(RECORDED INFORMATION Opens)

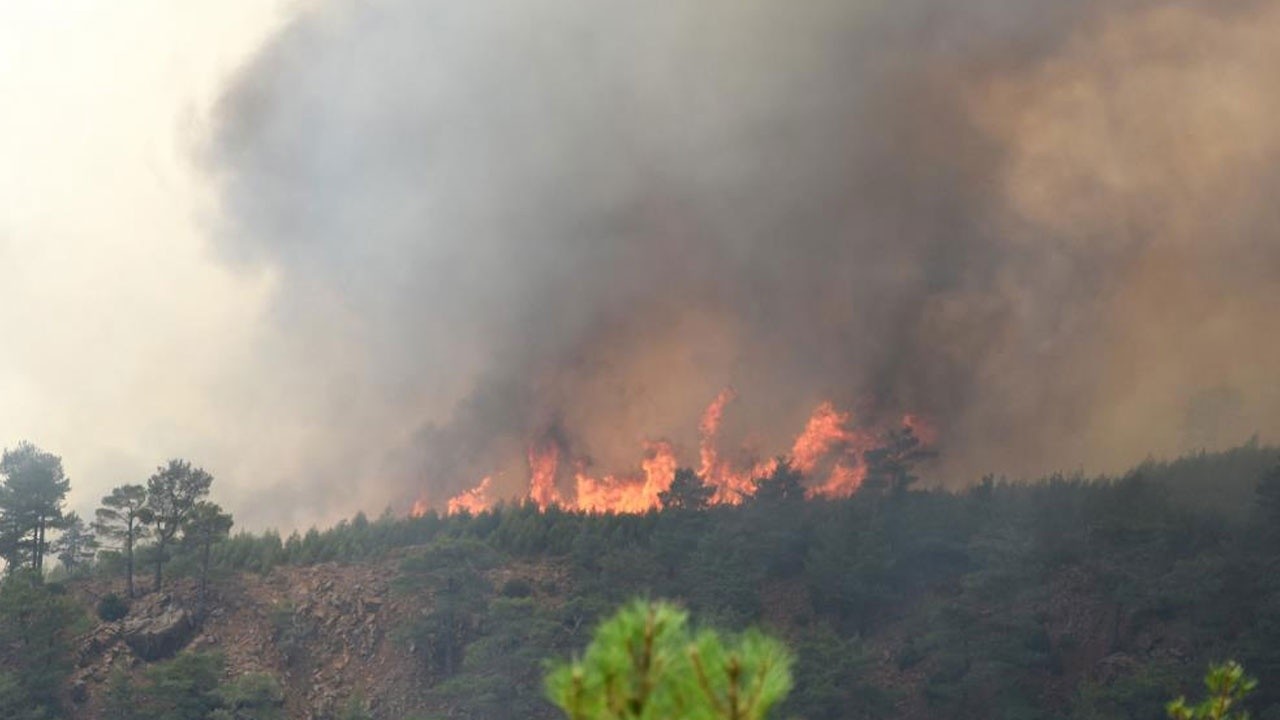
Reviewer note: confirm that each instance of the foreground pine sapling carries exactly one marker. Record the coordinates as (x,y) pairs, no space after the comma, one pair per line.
(645,664)
(1228,687)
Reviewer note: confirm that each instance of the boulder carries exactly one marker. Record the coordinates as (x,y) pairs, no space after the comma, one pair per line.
(155,637)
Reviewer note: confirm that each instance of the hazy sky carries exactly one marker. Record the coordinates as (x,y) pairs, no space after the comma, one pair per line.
(118,324)
(343,253)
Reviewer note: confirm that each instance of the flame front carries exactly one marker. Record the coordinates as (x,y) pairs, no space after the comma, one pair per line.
(828,451)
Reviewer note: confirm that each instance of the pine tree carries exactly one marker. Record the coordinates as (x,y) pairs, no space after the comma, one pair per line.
(31,504)
(173,492)
(122,520)
(206,525)
(645,664)
(77,546)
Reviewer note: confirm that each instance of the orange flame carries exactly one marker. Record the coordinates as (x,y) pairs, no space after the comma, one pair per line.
(543,466)
(420,507)
(475,500)
(830,451)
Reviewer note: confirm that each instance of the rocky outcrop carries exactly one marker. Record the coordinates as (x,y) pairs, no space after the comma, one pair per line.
(159,636)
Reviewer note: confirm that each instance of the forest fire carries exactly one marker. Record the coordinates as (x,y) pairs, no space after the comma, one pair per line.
(828,451)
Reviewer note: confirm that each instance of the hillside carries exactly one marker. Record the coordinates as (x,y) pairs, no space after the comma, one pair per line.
(1066,597)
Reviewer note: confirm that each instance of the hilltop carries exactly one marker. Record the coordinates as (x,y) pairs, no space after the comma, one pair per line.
(1066,597)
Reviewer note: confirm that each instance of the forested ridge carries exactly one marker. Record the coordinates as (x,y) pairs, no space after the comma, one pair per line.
(1064,597)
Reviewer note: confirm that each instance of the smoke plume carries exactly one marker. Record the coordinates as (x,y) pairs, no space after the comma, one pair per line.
(1050,227)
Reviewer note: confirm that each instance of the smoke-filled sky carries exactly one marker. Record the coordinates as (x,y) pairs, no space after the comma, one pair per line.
(347,254)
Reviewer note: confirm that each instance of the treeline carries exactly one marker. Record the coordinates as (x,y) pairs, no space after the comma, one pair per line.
(165,518)
(1066,597)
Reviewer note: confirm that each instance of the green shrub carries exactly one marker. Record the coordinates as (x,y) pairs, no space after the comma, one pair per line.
(645,664)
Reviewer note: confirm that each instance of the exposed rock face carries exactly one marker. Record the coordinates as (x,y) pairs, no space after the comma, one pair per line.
(155,637)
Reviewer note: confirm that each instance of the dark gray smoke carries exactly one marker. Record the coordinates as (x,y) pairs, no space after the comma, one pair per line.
(1047,226)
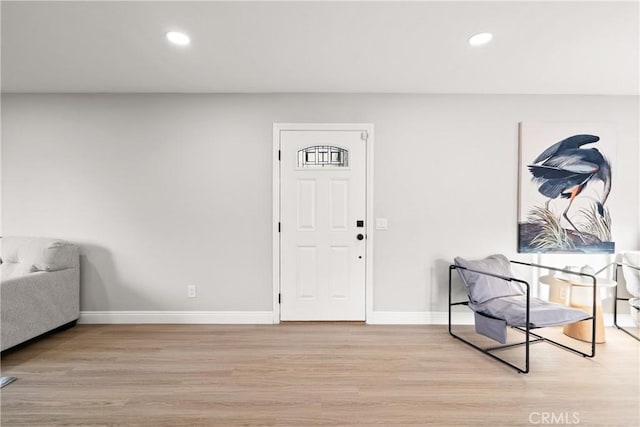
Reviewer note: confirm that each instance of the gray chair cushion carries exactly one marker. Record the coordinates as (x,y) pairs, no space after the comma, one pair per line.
(481,287)
(541,313)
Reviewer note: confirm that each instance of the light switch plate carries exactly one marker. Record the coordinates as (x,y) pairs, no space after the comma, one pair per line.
(382,224)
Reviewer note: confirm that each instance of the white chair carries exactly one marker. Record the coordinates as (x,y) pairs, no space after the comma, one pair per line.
(629,264)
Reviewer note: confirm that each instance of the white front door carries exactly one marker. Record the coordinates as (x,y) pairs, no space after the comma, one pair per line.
(322,220)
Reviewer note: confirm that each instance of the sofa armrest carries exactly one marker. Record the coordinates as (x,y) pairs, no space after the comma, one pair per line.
(37,303)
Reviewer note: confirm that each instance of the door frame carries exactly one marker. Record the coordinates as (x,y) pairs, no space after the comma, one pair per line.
(362,127)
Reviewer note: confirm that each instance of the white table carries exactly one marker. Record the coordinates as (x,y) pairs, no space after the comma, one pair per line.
(560,291)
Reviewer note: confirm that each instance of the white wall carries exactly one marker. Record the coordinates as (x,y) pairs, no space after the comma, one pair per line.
(162,191)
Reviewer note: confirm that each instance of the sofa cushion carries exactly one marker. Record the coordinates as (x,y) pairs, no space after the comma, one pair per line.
(9,270)
(482,287)
(39,254)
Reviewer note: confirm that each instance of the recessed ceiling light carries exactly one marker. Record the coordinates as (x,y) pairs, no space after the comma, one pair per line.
(480,39)
(178,38)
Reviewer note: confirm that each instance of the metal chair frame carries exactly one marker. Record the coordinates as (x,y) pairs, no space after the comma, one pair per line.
(489,351)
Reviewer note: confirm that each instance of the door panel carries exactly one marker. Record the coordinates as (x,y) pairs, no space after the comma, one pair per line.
(322,196)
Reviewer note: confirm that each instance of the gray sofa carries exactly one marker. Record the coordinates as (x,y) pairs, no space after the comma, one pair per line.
(40,287)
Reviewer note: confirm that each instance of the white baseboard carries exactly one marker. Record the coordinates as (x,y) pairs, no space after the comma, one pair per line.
(266,317)
(257,317)
(182,317)
(418,318)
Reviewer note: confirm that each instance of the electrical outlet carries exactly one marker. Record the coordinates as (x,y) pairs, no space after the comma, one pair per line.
(191,291)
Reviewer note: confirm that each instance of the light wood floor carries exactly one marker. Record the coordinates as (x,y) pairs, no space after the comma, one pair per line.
(309,375)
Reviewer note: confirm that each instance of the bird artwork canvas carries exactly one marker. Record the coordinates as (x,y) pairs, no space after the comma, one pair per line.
(565,188)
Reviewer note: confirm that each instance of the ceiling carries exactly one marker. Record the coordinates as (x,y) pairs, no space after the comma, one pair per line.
(548,47)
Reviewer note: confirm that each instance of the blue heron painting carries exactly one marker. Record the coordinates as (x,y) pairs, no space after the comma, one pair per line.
(561,173)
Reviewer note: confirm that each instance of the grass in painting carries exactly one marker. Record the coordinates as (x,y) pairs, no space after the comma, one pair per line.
(596,224)
(552,235)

(RECORDED INFORMATION Closes)

* [WORK INSTRUCTION]:
Return all the entries word for word, but omit any pictures they contain.

* [ANSWER BOX]:
Reviewer note: confirm that each instance of the foreground pine sapling carries exactly one marker. Record the coordinates as (x,y) pairs, no space after the comma, one pair per line.
(645,664)
(1228,687)
Reviewer note: confirm that each instance of the boulder carries exactly one marker. Record the coordinates as (x,y) pairs, no space after the comma, one pair per line.
(155,637)
Reviewer note: confirm that each instance of the hazy sky carries exactly one marker. Record the coordinates as (x,y) pairs, no space after the comma, one pair per line.
(118,324)
(343,253)
Reviewer note: confirm that each instance of the flame front carries exactly one marker. Record the coordinates as (x,y) pairs, no space after the comma, one pair per line.
(828,451)
Reviewer note: confirm that each instance of the pine tree carries exactly one marker. Record the coordinates as (x,y) pairs, no space after the comma, one pair per line.
(31,504)
(173,492)
(122,520)
(206,525)
(645,664)
(77,546)
Reviewer note: confirm that each instance of the orange flame carries exactly one marker. Record the coordinates as (x,y) pairs, no space after the comma, one pair per line.
(543,466)
(420,507)
(475,500)
(830,451)
Reviewer note: confirm that each instance of the rocky outcrop carries exactly one marker. Record the coordinates as (x,y) pairs, no space after the comma, one pair per line.
(159,636)
Reviewer note: confirm that each instance of the forest fire carries exactly one marker. Record the coordinates as (x,y) pairs, no space after the comma, one pair per line.
(828,451)
Reviewer note: confirm that each instance of the hillside carries exactly one marker. Record the coordinates as (x,y) pairs, no space after the comma, one pair per line.
(1066,597)
Reviewer note: confirm that each instance of the hilltop carries exactly one marker. Record the coordinates as (x,y) pairs, no space after the comma, one pair per line.
(1066,597)
Reviewer note: confirm that each instance of the forested ridge carries exactly one marker. Record the coordinates as (x,y) pairs, no space after the comma, one pair per line.
(1064,597)
Reviewer note: confirm that each instance of the smoke plume carries exactly one marker. Record the coordinates as (x,y) pairs, no space after the comma, one pair per line.
(1050,227)
Reviewer note: confirm that each instance of the smoke-filled sky carries exactly one marker. Record the coordinates as (x,y) pairs, no space after the comma, one pair per line.
(347,254)
Reviewer note: confirm that each instance of the treeline carries exactly one marker. Record the coordinates as (x,y) pairs, no space after the comma, one pair per line.
(165,518)
(1066,597)
Reviewer note: confirm that each instance of the green shrub carries exactly one marker. Record the coordinates as (x,y) pairs, no space after the comma, one pair per line.
(645,664)
Reviewer note: confirm that each instance of the exposed rock face carries exactly one marker. Record the coordinates as (x,y) pairs, no space after the comma, one pair per line.
(155,637)
Reviewer note: confirm that each instance of the dark gray smoke carries exactly one marker. Record the coordinates as (x,y) pairs, no space after the comma, one pair per line.
(1047,226)
Reviewer note: confirm that each instance of the gray chair cushion carries exactly one marker. Record the coordinates as (x,y) pairs, no space after the comma, one pair per line.
(481,287)
(541,313)
Reviewer note: confirm that each instance of the light switch plate carries exactly one marker. Record the coordinates as (x,y) pairs, no space after the comma, one pair per line.
(382,224)
Reviewer note: confirm that each instance of the white chair carries exactly one marker. Record the coordinates as (x,y) pairs, no space after the comma, one pair per line.
(629,264)
Reviewer note: confirm that each instance of the white front door carries exactly one marker. Record the coordinates as (x,y) pairs, no space after the comma, one pair per line.
(322,220)
Reviewer note: confirm that each instance of the sofa armrest carries exactly one marker. Record the coordinates as (x,y) pairs, no space after the comma, one pair per line.
(37,303)
Reviewer note: confirm that each instance of the door frame carries exactly one marker. Record the coordinates as (x,y) pairs, no space after the comma, one pair per line.
(362,127)
Reviewer note: confirm that each instance of the white table carries exactly one marker. Record the coordinates as (x,y) pairs, no space after the comma, one pair per line.
(560,291)
Reviewer note: confirm that each instance of the white wall carries exactly one marker. Record the coordinates as (x,y) pairs, no space after the comma, one pair per line.
(162,191)
Reviewer note: confirm that each instance of the sofa cushion carries exactly one marker. Record the coordinates as (x,y) pairs, no space after the comma, one pair per line.
(9,270)
(482,287)
(39,254)
Reviewer note: confirm that each instance of the recessed ceiling light carries exactly one marker. Record the coordinates as (x,y) pairs, no space after the comma, one pair per line.
(480,39)
(178,38)
Reviewer note: confirm that each instance of the metal chair frame carries exactly one marker. Record the coordinates as (x,y) pairs, no space after the comma, one pair per line.
(489,351)
Reviewer note: confirm that each instance of the door panel carries exactly one marker. Record the coordinates as (x,y) pairs, no space after the comma, one pair per line.
(322,196)
Reviewer note: confirm that each instance of the gray sofa carries exactly one marker. Record the coordinates as (x,y) pairs, no space after the comma, one pair per line.
(40,287)
Reviewer note: confirm that each instance of the white baseboard carries exactly one marker. Record the coordinates as (x,y) pairs, no space after the comma, one pair per line.
(266,317)
(257,317)
(182,317)
(418,318)
Reviewer note: confirm that each instance of the electrical outlet carries exactly one marker. Record the coordinates as (x,y) pairs, no space after the comma, one pair per line.
(191,291)
Reviewer note: confirm that each instance of the light wood floor carries exactly one marker. Record the coordinates as (x,y) pairs, no space after the comma, one pair per line.
(309,375)
Reviewer note: confirm that each instance of the bird artwork canvas carries exactly one marker. Record the coordinates as (x,y) pairs, no space after the comma, one pair per line.
(565,188)
Reviewer note: confirm that each instance of the ceiling carries exactly one marker. Record the coordinates as (x,y) pairs, no space after the comma, one pair per line.
(548,47)
Reviewer note: confirm that each instance of the blue heron painting carries exactly one marker. Record the coordinates as (x,y) pairs, no space after the comma, one pair per line.
(561,173)
Reviewer note: confirm that each instance of the grass in painting carries exactly one marker. Record the coordinates as (x,y) pairs, no space after the comma, one pair per line.
(596,224)
(552,235)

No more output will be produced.